--- WORK INSTRUCTIONS ---
Return every line below that contains the string "point". Case counts.

--- INFORMATION PROVIDED ---
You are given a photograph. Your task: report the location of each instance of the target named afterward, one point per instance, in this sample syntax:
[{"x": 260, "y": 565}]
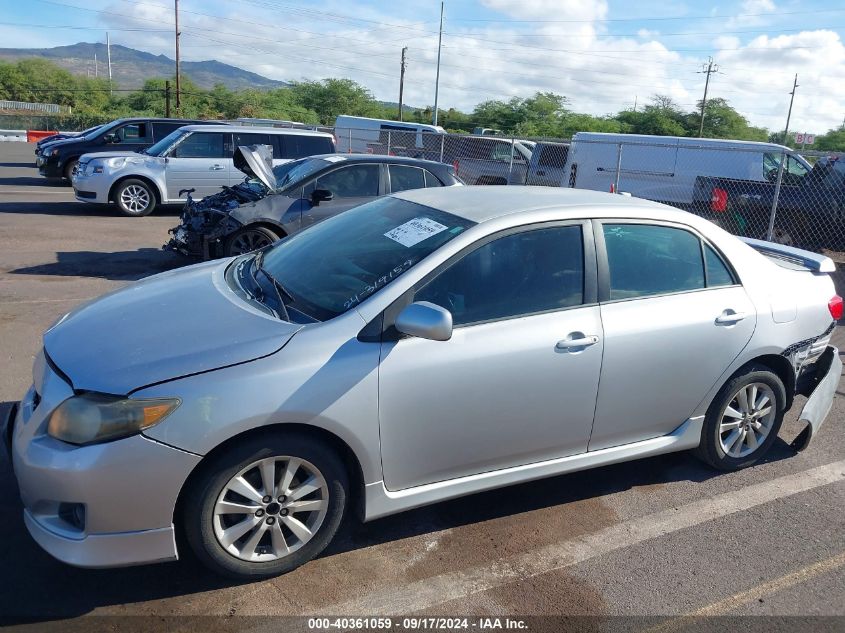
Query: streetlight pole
[
  {"x": 437, "y": 80},
  {"x": 178, "y": 86}
]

--- ANSWER TO THE EXERCISE ---
You are given a photograph. Your task: report the location of each instance of the target named afterward, one point per instance, in this sample syntax:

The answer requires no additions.